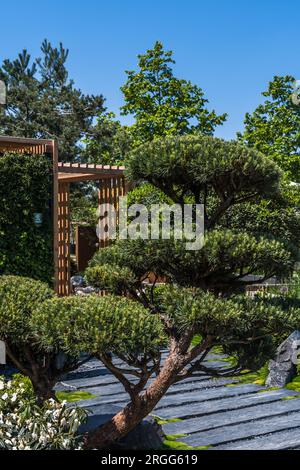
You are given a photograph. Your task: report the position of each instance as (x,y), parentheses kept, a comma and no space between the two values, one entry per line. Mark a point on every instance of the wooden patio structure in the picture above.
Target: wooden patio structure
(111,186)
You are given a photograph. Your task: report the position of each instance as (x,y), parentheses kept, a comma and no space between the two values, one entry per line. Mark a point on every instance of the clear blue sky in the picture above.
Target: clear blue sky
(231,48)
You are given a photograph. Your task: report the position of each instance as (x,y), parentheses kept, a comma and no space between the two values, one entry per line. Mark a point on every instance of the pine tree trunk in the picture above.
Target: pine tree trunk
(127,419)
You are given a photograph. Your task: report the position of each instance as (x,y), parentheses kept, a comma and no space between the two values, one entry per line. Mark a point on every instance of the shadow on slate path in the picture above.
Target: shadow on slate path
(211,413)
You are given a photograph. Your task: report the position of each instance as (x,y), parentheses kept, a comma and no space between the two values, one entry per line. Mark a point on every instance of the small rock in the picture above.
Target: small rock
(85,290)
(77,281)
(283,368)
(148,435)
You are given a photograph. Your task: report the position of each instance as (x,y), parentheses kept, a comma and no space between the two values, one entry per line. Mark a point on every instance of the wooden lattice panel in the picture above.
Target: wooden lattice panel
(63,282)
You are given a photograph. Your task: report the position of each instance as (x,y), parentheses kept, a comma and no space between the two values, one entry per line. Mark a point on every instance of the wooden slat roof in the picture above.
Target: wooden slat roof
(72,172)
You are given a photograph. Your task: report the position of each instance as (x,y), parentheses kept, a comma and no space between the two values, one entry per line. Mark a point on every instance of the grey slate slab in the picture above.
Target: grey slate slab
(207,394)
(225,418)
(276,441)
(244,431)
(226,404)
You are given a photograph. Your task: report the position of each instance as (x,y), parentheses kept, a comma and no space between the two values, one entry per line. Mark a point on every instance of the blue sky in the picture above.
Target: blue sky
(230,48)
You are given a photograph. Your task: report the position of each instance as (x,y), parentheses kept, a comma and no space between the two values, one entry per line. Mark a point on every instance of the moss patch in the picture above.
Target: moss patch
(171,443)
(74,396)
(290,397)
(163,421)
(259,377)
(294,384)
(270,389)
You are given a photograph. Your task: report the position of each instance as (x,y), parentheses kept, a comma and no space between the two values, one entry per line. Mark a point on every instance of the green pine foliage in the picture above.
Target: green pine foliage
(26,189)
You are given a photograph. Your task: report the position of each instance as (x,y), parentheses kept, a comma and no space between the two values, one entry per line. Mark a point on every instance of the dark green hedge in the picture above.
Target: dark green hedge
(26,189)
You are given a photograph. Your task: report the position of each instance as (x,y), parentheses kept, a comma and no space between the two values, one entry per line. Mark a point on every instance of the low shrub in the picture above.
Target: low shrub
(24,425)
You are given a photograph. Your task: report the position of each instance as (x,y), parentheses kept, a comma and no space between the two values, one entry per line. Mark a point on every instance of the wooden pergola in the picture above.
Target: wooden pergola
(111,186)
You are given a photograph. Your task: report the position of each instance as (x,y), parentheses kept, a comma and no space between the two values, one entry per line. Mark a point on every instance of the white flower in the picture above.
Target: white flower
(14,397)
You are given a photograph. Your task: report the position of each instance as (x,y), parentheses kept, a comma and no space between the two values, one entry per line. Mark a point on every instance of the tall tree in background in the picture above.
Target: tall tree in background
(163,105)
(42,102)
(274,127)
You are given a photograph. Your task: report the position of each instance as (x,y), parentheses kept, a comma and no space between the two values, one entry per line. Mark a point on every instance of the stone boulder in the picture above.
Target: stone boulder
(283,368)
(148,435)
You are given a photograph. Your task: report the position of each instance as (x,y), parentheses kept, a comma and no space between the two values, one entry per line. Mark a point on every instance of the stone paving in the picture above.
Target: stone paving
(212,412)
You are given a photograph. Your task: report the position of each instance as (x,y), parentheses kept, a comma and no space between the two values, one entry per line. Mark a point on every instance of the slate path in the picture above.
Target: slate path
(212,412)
========
Rewrite the listing lines from the one containing "the slate path in the picture above." through the one containing "Target: slate path", changing "slate path" to "stone walkway" and keeping everything else the same.

You are given a photograph. Your task: report the position of each instance as (x,y), parentheses kept, a comma and no space between the two values, one entry per line. Mark a point on every instance of the stone walkway in the picture above.
Target: stone walkway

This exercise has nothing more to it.